_MATERIAL FOR THIS EXERCISE_:
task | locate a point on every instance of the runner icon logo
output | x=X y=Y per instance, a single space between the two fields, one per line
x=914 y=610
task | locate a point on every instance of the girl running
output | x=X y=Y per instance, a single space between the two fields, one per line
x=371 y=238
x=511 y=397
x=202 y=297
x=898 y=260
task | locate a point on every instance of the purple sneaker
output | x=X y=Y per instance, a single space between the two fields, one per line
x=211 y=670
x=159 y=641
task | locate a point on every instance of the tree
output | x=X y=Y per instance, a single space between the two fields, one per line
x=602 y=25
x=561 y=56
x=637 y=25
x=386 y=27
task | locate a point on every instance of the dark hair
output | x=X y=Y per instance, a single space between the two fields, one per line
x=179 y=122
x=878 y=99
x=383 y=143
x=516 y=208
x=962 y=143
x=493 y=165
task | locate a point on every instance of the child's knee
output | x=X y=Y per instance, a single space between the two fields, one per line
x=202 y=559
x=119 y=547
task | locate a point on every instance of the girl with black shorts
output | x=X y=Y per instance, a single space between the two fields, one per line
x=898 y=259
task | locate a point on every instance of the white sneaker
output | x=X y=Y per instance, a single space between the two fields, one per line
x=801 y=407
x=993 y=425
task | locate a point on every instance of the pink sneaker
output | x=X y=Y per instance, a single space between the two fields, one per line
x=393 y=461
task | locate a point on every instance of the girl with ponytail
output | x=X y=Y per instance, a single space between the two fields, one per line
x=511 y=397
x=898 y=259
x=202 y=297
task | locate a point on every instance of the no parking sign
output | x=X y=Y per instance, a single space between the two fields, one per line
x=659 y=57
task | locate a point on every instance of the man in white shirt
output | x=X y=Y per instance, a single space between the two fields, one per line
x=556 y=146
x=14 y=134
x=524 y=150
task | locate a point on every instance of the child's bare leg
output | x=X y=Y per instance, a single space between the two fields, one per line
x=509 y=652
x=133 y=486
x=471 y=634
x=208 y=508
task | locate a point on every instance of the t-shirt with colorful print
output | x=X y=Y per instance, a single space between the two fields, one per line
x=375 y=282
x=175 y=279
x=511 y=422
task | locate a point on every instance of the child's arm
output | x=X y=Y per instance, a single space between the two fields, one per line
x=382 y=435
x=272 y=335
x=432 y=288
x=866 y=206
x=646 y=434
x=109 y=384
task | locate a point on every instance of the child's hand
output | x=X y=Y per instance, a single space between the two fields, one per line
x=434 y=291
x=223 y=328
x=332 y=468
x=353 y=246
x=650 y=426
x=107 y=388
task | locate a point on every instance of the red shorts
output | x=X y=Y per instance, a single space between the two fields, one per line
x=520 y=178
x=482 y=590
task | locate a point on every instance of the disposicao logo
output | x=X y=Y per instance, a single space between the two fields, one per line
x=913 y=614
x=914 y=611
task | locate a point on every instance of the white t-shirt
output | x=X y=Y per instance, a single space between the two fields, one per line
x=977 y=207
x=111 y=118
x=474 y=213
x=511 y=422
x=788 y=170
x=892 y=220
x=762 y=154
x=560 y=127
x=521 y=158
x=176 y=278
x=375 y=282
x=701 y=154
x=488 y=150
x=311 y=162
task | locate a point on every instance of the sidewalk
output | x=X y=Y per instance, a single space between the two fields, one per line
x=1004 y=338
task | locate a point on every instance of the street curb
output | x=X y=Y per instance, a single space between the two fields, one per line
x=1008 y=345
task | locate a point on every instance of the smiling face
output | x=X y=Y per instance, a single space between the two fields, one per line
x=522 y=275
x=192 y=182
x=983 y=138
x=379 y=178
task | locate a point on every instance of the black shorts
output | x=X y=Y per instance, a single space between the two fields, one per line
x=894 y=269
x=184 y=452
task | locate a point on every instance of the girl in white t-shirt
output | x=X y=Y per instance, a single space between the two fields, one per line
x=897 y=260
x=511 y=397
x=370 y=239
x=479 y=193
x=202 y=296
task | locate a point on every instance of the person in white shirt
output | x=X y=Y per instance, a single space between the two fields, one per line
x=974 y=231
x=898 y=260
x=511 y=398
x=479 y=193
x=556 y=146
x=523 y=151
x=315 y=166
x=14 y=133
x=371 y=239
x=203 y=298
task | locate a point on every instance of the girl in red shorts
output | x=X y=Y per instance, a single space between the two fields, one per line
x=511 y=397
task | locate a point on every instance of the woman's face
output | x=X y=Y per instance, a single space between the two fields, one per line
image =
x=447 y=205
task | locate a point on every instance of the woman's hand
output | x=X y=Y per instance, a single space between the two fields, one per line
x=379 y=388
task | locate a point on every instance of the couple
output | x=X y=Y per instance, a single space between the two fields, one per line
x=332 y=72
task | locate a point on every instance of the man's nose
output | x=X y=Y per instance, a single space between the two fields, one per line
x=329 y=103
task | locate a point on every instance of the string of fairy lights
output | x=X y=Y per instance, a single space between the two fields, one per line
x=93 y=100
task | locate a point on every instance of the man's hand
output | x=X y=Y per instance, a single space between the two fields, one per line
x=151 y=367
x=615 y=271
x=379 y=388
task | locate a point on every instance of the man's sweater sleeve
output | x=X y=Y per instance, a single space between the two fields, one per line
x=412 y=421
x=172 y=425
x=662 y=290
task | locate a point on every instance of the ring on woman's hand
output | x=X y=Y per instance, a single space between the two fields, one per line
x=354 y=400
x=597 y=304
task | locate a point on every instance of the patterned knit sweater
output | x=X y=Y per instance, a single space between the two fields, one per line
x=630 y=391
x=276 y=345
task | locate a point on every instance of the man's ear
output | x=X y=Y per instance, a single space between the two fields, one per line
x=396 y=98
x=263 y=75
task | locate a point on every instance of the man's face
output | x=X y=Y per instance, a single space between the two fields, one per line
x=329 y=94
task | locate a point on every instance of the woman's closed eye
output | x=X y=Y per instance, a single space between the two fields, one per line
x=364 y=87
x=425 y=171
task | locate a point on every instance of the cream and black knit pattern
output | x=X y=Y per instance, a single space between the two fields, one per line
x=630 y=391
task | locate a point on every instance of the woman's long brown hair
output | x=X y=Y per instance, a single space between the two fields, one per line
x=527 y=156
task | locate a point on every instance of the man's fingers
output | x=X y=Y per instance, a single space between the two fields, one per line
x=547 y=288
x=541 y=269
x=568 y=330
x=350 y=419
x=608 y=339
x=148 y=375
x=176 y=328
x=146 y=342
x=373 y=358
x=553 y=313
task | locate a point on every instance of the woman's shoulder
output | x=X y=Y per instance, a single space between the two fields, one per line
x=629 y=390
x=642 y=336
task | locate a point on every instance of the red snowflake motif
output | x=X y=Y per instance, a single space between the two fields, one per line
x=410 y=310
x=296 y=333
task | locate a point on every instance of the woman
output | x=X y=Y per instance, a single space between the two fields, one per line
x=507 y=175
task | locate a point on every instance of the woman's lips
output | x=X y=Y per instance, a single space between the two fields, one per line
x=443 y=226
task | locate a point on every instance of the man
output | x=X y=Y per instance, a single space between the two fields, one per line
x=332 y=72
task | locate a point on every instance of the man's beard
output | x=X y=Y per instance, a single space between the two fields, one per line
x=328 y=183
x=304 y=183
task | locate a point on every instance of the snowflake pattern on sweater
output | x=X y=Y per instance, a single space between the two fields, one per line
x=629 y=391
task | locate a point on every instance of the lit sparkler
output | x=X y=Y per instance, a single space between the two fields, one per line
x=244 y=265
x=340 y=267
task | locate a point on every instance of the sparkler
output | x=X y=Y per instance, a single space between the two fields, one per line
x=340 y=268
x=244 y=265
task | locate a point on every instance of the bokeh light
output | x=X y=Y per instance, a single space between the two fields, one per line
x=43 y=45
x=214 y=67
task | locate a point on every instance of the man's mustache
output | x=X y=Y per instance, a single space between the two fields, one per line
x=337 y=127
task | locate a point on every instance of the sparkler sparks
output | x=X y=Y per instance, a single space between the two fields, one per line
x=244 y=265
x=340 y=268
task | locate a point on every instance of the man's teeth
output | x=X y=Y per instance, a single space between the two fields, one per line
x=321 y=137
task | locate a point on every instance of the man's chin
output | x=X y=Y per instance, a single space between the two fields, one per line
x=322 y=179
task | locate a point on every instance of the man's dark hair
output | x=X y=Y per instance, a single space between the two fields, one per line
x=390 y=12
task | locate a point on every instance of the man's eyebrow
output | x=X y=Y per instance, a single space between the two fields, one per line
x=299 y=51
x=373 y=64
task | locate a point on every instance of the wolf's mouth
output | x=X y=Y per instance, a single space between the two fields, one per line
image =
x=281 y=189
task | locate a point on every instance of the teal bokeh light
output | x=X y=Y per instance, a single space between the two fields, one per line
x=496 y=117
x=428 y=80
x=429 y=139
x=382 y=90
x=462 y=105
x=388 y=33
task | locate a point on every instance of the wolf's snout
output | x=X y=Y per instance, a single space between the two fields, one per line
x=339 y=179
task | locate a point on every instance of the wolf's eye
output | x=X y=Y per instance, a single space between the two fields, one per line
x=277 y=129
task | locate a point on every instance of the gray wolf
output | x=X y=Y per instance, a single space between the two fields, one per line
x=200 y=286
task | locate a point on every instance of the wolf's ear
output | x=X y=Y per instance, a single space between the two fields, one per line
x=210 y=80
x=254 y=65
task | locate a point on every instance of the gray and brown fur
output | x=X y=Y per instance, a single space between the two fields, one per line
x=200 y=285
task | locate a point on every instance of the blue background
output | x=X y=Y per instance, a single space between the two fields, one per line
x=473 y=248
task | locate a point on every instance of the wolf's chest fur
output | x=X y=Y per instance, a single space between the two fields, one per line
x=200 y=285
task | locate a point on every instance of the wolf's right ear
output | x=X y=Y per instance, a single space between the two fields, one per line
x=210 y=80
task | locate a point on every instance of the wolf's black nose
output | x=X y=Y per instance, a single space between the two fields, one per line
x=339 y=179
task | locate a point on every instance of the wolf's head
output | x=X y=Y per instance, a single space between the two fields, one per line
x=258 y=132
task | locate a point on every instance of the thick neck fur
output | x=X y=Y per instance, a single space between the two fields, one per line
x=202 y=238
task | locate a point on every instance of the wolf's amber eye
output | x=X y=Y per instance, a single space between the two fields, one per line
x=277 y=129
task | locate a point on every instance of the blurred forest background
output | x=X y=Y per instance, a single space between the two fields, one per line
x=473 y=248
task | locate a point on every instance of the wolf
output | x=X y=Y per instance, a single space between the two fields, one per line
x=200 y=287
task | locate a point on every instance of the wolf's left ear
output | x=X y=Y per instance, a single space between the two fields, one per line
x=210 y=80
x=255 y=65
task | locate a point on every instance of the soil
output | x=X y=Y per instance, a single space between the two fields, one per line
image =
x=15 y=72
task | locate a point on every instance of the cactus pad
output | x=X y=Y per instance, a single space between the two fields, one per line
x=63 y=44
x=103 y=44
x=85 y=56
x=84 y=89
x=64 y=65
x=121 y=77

* * *

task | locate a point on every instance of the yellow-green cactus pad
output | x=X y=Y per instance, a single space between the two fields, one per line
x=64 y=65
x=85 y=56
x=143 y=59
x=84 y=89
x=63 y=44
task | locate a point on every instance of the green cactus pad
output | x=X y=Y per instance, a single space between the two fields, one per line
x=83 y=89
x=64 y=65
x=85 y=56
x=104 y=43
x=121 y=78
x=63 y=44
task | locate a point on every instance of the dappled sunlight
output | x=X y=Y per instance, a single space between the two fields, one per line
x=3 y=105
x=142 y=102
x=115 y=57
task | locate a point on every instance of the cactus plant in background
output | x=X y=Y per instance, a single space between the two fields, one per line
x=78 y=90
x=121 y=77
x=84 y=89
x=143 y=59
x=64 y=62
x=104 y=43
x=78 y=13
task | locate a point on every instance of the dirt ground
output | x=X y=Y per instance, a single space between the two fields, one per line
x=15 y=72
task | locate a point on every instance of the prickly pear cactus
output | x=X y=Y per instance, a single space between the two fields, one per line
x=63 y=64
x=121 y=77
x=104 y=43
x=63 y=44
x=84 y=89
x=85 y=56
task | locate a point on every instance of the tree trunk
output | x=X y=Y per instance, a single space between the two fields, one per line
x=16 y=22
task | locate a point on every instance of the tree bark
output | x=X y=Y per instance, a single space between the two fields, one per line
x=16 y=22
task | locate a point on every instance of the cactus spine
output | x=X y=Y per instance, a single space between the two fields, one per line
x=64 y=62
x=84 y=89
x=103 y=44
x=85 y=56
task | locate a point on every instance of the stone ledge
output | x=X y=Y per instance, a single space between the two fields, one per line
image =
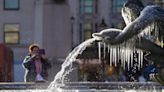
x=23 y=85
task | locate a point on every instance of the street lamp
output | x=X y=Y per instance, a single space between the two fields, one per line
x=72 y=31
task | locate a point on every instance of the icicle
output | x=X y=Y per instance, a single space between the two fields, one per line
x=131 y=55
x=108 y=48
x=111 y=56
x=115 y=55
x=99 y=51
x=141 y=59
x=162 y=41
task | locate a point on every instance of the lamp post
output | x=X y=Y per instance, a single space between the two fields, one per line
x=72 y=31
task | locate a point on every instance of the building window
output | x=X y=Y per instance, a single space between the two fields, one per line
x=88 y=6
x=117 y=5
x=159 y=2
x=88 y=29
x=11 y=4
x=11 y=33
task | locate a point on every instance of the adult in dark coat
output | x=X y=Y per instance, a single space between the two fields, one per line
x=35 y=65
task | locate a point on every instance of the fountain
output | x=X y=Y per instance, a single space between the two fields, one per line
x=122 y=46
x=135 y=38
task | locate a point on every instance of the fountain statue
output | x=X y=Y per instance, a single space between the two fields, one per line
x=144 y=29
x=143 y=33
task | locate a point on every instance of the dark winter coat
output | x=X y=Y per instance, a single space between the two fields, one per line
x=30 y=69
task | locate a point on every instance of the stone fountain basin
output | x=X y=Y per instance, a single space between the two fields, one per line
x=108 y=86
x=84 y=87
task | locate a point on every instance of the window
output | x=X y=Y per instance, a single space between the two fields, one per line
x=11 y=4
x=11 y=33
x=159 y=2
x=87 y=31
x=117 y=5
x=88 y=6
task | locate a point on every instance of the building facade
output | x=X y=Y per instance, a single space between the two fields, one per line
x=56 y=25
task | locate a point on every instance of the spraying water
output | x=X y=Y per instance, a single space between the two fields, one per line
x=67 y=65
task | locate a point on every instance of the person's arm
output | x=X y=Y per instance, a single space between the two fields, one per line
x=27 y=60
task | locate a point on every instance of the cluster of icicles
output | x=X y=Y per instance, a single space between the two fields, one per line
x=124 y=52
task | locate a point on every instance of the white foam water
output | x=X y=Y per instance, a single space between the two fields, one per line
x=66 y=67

==

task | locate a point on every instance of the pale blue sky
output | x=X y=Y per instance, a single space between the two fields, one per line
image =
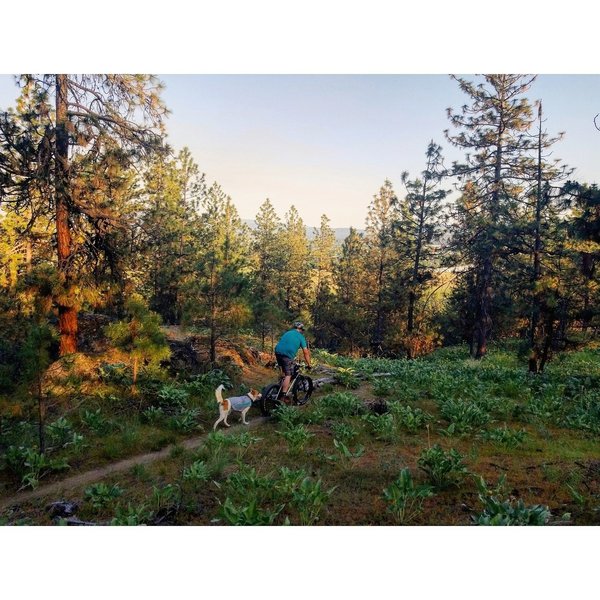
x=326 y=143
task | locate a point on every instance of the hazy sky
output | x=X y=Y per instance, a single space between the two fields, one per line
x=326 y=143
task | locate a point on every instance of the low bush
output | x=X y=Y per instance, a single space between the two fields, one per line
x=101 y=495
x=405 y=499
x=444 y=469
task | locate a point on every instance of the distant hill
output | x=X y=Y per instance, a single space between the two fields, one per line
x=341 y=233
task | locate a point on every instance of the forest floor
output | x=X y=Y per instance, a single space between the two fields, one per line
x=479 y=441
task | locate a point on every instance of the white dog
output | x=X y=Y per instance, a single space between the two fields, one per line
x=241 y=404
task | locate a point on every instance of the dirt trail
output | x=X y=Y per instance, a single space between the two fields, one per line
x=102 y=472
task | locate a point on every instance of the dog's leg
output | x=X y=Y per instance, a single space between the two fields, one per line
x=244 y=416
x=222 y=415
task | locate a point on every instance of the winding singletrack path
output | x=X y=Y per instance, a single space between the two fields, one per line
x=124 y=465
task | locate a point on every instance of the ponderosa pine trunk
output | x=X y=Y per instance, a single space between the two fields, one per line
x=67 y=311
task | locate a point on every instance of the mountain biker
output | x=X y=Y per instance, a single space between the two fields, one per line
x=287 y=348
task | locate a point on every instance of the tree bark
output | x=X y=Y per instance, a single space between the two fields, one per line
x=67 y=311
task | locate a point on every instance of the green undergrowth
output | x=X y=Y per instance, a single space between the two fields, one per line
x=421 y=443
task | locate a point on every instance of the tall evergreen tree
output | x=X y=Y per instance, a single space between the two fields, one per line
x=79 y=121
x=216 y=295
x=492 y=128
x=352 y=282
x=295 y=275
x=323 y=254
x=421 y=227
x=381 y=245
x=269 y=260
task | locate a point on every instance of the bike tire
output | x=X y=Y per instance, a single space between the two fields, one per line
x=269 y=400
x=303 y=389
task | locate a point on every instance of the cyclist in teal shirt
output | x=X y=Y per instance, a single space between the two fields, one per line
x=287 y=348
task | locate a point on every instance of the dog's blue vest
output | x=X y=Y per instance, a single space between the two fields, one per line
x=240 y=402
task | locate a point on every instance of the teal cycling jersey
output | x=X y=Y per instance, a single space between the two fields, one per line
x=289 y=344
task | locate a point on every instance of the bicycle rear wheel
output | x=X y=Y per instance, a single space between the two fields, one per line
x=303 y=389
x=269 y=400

_WRITTEN INSTRUCTION_: Rewrite the lines from the one with "task | locate a point on every instance of the runner" to the one with "x=208 y=508", putting "shoe" in place of "sneaker" and leaving everything else unchanged.

_EXERCISE ANSWER_:
task | locate a point on every instance of the runner icon logo
output | x=X y=Y per instance, a single space between the two fields, one per line
x=914 y=610
task | locate a point on every instance of the girl running
output | x=X y=Y per instance, a single space between the two fields, one per line
x=371 y=238
x=511 y=397
x=202 y=297
x=898 y=260
task | locate a point on every instance of the purple shoe
output | x=X y=Y per instance, a single space between the two fields, one per line
x=211 y=670
x=159 y=641
task | locate a point on every instance of the tree
output | x=X y=Y per instance, a single space between the two fields, one per line
x=602 y=25
x=561 y=56
x=637 y=25
x=386 y=27
task | locate a point on every instance of the dark hair
output | x=X y=Y per instance, a single space between the two fields, one per line
x=179 y=122
x=878 y=99
x=383 y=143
x=516 y=208
x=962 y=143
x=493 y=165
task | locate a point on every instance of the child's knee
output | x=X y=Y per instance, a single space between the two fields, one per line
x=202 y=559
x=119 y=547
task | locate a point on every instance of the girl with black shorts
output | x=X y=Y per instance, a single space between the two fields, one per line
x=898 y=259
task | locate a point on every instance of the white shoe
output | x=X y=Y per instance, a single space between the two fields, one per line
x=801 y=407
x=993 y=425
task | locate a point on every instance of the pink shoe
output | x=X y=Y per instance, a single space between the two fields, one per line
x=393 y=461
task | locate a point on every instance of the girl with ponytail
output | x=X y=Y per instance, a single space between the two fields, one per line
x=511 y=397
x=898 y=259
x=202 y=297
task | locate a point on every instance of the no parking sign
output | x=X y=Y per instance, a single space between the two fields, one per line
x=659 y=57
task | locate a point on every instance of the man in white shirt
output | x=X y=Y per instance, a single space between the two fields, one per line
x=556 y=146
x=14 y=134
x=524 y=150
task | locate a point on every instance of the child's bare leg
output | x=X y=Y per instance, a single space between the two fields, one per line
x=509 y=652
x=133 y=486
x=471 y=634
x=208 y=508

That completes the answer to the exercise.